'''

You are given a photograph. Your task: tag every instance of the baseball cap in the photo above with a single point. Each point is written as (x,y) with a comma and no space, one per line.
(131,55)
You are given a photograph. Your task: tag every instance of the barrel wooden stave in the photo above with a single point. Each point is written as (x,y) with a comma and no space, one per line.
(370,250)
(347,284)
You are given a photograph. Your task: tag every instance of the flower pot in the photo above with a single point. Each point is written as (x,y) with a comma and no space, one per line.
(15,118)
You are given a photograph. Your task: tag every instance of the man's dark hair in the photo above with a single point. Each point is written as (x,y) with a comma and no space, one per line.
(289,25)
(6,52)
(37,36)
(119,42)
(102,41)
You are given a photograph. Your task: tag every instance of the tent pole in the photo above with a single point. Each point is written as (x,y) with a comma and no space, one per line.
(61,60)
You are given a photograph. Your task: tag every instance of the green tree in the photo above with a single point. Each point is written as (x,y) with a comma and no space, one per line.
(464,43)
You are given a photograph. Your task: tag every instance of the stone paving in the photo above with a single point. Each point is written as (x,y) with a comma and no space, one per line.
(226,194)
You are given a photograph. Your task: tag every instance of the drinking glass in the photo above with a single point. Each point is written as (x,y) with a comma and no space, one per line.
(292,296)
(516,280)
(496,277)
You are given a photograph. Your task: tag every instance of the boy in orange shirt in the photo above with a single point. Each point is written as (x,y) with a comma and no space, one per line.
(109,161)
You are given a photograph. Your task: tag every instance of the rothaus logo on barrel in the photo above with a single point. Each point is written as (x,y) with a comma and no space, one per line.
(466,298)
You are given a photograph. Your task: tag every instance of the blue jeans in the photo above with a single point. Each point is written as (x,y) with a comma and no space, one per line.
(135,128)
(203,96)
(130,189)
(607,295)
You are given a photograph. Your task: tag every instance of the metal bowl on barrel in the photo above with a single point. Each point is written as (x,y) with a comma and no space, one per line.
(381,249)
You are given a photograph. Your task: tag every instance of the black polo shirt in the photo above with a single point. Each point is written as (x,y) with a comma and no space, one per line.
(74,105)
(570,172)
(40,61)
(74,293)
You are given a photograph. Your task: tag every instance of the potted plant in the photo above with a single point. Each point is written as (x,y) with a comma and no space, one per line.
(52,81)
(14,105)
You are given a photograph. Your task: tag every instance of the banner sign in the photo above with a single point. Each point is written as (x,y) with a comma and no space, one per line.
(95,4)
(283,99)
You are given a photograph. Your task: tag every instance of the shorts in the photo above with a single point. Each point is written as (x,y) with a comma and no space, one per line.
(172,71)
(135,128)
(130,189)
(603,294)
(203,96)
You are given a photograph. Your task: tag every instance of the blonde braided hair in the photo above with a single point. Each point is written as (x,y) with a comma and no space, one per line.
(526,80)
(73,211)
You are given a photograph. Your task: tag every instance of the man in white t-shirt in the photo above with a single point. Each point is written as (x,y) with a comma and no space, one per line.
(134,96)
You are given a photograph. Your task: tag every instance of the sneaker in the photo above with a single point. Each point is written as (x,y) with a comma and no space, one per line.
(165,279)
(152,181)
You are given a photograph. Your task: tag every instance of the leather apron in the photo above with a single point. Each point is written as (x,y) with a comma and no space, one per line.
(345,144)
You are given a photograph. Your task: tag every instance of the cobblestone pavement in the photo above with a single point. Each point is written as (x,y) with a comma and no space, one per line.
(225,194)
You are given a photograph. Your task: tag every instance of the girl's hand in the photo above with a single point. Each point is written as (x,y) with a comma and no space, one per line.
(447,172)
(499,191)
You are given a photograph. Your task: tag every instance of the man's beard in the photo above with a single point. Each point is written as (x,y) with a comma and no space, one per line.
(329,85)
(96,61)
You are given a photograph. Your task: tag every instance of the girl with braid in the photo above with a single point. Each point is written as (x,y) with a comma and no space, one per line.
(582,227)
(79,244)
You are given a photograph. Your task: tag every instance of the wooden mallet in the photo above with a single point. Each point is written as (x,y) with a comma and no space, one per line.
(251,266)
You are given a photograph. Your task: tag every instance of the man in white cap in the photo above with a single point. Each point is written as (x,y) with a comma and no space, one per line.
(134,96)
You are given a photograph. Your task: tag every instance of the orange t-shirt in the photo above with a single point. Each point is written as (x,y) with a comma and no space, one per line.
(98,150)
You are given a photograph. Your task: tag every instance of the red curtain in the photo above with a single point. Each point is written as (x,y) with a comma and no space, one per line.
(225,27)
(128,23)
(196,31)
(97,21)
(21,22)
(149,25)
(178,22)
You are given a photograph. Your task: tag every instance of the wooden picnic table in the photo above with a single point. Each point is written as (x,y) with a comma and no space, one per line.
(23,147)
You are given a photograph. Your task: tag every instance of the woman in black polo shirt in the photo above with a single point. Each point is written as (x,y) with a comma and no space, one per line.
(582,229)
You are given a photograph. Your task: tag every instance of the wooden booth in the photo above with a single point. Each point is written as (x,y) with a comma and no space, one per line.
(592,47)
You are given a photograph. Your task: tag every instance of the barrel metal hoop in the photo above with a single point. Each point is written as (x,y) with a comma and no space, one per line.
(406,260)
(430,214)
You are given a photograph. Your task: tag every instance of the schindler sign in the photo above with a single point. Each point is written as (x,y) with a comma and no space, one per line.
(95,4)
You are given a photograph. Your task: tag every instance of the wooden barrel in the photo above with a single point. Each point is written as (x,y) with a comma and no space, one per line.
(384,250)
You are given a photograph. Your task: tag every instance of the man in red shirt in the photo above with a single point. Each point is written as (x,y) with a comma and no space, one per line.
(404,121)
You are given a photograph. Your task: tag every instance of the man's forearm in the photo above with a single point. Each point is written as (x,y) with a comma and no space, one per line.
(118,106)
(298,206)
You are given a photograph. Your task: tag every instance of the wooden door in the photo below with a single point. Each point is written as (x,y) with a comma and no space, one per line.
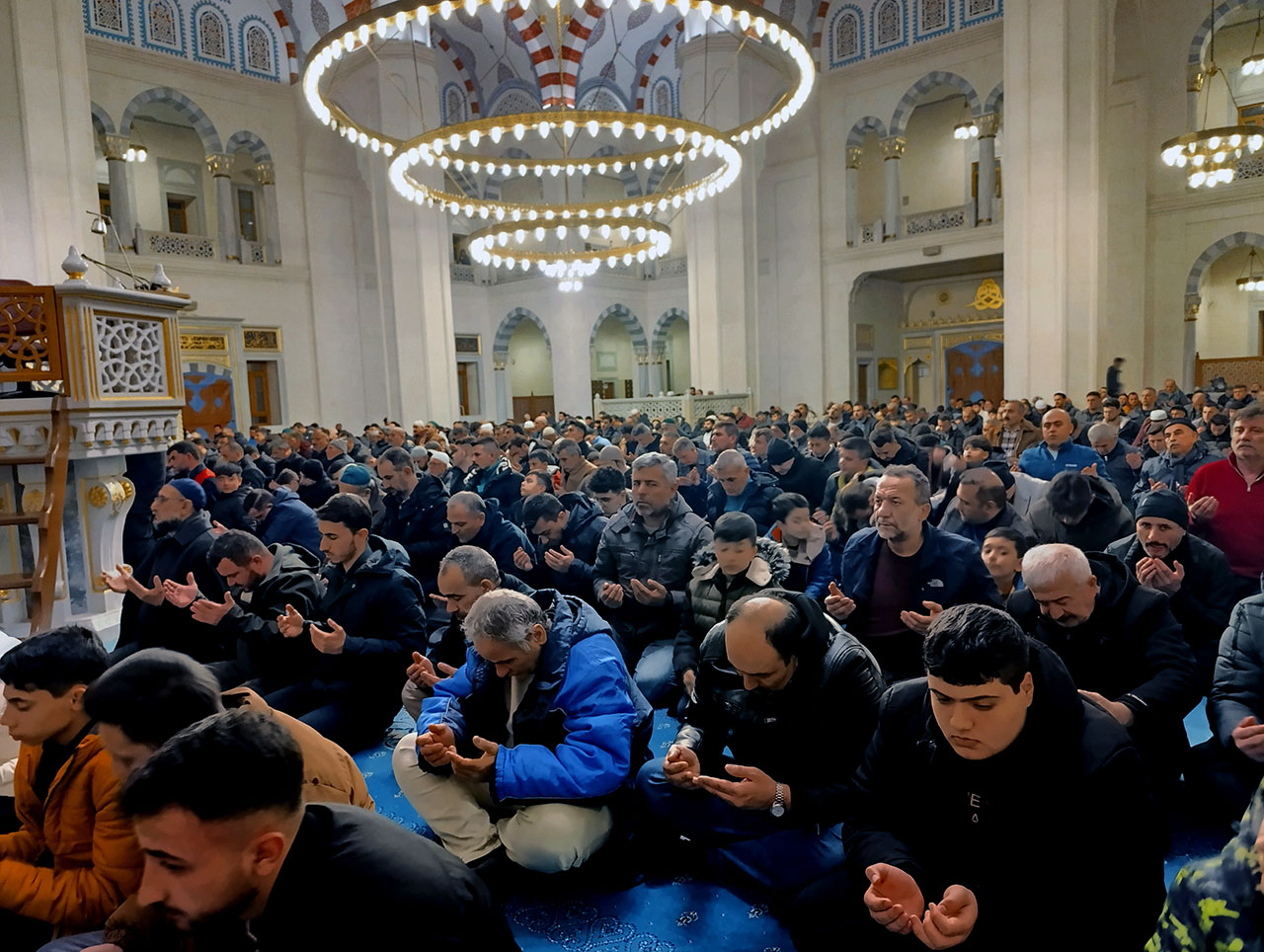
(975,370)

'''

[Written instruction] Please set down each line of the data above exactly as written, without the pictures.

[Exercise solution]
You are given a photograph. Your task: tag every instance of the baseball cap in the photo above with a single point. Each point is written as (x,y) with a comma and no space, one per line.
(131,55)
You are given a photograph. Your task: tag every instance of the barrel wooden stave in the photo above with a single point. Each point is written as (x,y) with a comma and no space, one per line.
(370,250)
(347,284)
You are given a photograph. Your task: tag every instance of the flower pot in the photo above with a single point. Each point is written as (x,y) with a comma and no space, one per line.
(15,118)
You are given a photograph. Your task: tag every instance of the man's dark hair in the photo above with a single point. Each point is written as (x,y) with a comma and no space, one per line.
(289,25)
(6,52)
(37,36)
(119,42)
(102,41)
You are given a photograph. Your task: tag every instance of the tent pole in the photo above with a single point. Each point is written as (x,y) with a comma and no space, one per line.
(61,60)
You are given a photograph. Your task: tag every instance of the green tree in the photo above with a single point. Each point is written as (x,y) with a comma and no space, one per line.
(464,43)
You are given a photograph. Your task: tag every instance of the stone paving in the photo above with a single point. Each point is written as (x,y) with a comma and no space, one per line.
(226,194)
You are given a photograph. Your task: tag every instance of the drinking glass in the photo above with a single point. Each point is written as (x,y) with a comma and no space, one per line.
(292,296)
(516,280)
(496,277)
You are given a photograph. Your task: tag every instance of the boy in orange shirt in the photo above with a single point. Each point is written as (x,y) with a comma and no space, one per line.
(109,161)
You are given a photograph. Your task: tag every instance of the rothaus logo on barrel in the photo above with a single point. Each point is written as (x,y) with a comma and no space, one per line.
(466,298)
You are given a photograph. Your task: tag every instance of the blue jeans in the photo above with a single point. Each point is written as (x,y) with a comma and no space, one per line.
(135,128)
(203,96)
(130,189)
(607,295)
You are given a photograph. Your task: tag every instance of the metal bowl on barrel in the photo above with a single point. Each point is written as (x,y) with a comma and no space, one per line.
(381,249)
You are given a photograph. Your task: tag every instance of the black polo shirt in the photo above with a single point. Each point is written as (x,y) with a comma and no space, one per line.
(74,105)
(570,172)
(40,61)
(74,293)
You are given a photograph. Your task: tag every instance of the potted plant in the photo above with a single point. Each point is written as (x,y) with a comma and no space, one per line.
(52,81)
(14,105)
You are given a photograph. Your task: tag every instance of the banner sign in the photo above with a single point. Each point is written as (x,y) with a comma and no space, one per line.
(95,4)
(283,99)
You are given a photograph. Your task: tag every instance of the shorts in the photo above with a single point. Each point is written as (x,y) with a comma and no space, one per line.
(172,71)
(135,128)
(130,189)
(603,294)
(203,96)
You are given a photograph. Your task: tag every instance of the blonde braided hair in the photo above with a single point. Each point is written as (x,y) with a comma and no space, one per line.
(526,80)
(73,211)
You are given a photograph. Your task: tag every instance of the man in white t-shirt in the photo above with a single point. Each point is written as (x,y) with a comma and no space, one per line.
(134,96)
You are given a photograph. Your task: tag every instance of the sneaker in the photo above with a single point. Each point is written as (x,y) with a comma and no space, one per line.
(165,279)
(152,181)
You are given a photograph. Your task: tag every instance of the leather apron in the photo above with a single point. Each point is written as (x,y) with a comma and no space, one per line.
(345,144)
You are given a photograph. Your task: tag every instance of the cobblestone pavement in the photo above with a single point. Each point is written as (x,y) with a comma and no space, one per line.
(225,194)
You are given a photograph. Your task: tag every instance of the girl's hand in the photo above with a single point. Each point is written as (x,y) with a comma and no space, one per line.
(447,172)
(499,191)
You are given a photograph. Your task: tag every instance of the man's beard in the photo above with a single point. Each point is written as (x,y) with a comma and no space, one per line.
(329,85)
(96,61)
You are given a photograph. Your task: tag every instance of the girl with braid in the photo above with a single point. Each point is written as (x,y) with a comma and no space, one per line.
(582,227)
(79,244)
You are given a photograph. Your task: tag every instance of the wooden mallet in the photo above with a single point. Each point is written as (x,y) with a comma and no space, one per line.
(251,266)
You are given a photograph. Your task: tag every instance of the man in white cap in the photo above with a single point. Each point is written as (x,y) with a comma and no space, one per line.
(134,96)
You are given a photograph. Your task: tag every instance of the orange t-shirt in the photo above with a single point. Each point is written as (x,y) with a comma and no space, one per line.
(98,150)
You are given a photograph. Your task: tag every instance of the red curtain in the photo above with a single point. Each point is written as (x,y) with a comma and no space, one per line.
(225,27)
(128,23)
(196,31)
(97,21)
(21,22)
(149,25)
(178,22)
You are given a photograph. Your task: tag every instance of the wooden picnic table in the photo above with a single point. Each point is written as (x,y) with a comma and no space, one per line.
(23,147)
You are given a photograph. Your task: tag every instance of the woman in black polo shirt in the photo above with a single point. Each point is written as (x,y) with a comma and no space, one per line.
(582,229)
You are given a photograph. Your task: tag every instance of the wooden booth in the photo above with a single point. Each point is written as (x,y) with a comma and no space, one per line.
(592,47)
You are given a photograph. Your task: tag every instance of the barrel metal hoop in the photo above with a single point. Each point is written as (x,y) with a comma and no space, one per line.
(406,260)
(430,214)
You are given a photograph. Your task: tag every instance of the schindler sign in the photo above with a single point. Each point is written as (x,y) with a comma and no space, one per line.
(95,4)
You are given a photograph. Your task: tag every instance of the wooden barrel in the photo above with a single point. Each point is written as (x,y) with a comma and no space, one per line.
(384,250)
You are given a photograph. Your task: tag every instance of the man in red shirt in the photo above with a single point. Each point is written as (x,y) with a comma and no space, one per line.
(404,121)
You are given a photograph. Your task: tag every instance of the man's forearm in the photo above with a single point. Each point is written as (x,y) with a comma and no space, one per line.
(118,106)
(298,206)
You are given a photograph. Your task: tag every instance of the wooden door in the photo below with a single point. Each point is written as (x,y) with a comma and no space, one per line.
(975,370)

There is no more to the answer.